= Work required =
Locate each line in the records below that contains the word "this", and copy those lines.

(Extracted data entries)
↓

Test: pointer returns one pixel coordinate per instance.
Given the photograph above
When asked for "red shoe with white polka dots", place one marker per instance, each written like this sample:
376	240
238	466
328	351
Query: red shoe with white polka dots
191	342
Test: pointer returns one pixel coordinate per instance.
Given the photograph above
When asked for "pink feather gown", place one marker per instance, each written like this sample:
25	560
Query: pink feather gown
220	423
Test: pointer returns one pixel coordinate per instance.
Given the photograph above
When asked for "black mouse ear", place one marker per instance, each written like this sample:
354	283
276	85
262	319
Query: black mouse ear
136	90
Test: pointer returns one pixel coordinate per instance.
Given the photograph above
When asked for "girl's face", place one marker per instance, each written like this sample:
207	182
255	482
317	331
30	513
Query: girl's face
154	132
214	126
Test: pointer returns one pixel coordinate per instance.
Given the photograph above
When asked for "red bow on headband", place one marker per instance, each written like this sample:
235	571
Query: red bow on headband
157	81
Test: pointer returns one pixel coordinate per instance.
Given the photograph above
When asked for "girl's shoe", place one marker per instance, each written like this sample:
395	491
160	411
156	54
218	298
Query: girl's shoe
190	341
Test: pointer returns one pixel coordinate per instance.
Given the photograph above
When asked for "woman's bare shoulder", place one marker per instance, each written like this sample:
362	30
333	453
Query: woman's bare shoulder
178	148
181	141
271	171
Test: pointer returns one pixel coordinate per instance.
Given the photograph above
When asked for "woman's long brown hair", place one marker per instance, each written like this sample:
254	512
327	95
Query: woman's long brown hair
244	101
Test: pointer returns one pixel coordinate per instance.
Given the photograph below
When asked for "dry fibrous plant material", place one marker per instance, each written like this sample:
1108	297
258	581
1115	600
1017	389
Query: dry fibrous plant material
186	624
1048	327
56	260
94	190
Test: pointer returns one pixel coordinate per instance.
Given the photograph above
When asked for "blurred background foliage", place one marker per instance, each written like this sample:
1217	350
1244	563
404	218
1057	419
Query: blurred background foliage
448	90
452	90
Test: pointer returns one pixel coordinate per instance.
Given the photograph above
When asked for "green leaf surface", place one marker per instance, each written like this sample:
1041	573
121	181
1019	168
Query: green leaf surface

↑

= Response to the task =
When asked for "red shoe with white polka dots", place one marker per instance, each written like this sample:
When asked for "pink feather gown", place one marker per instance, each written like this sample:
When asked for "black mouse ear", place one marker per instance, each written like this sample:
When asked for "girl's face", place one marker per instance, each written like this sample:
When asked for "red bow on headband", place one marker per instance, each written like this sample:
When asked for "girl's shoe", place one marker per instance, each written like this sample:
When asked for "woman's bare shoulder", place one marker per instance, each written like this sample:
When asked for "woman's long brown hair", place one marker per instance, each written like this sample:
When asked for "dry fibrous plant material", place one marker per instance, each written like this sample:
When asked for "blurred background foliage", place one marker per instance, each written like this sample:
When asked for "green leaf surface", place one marker per instance, each written like this sample:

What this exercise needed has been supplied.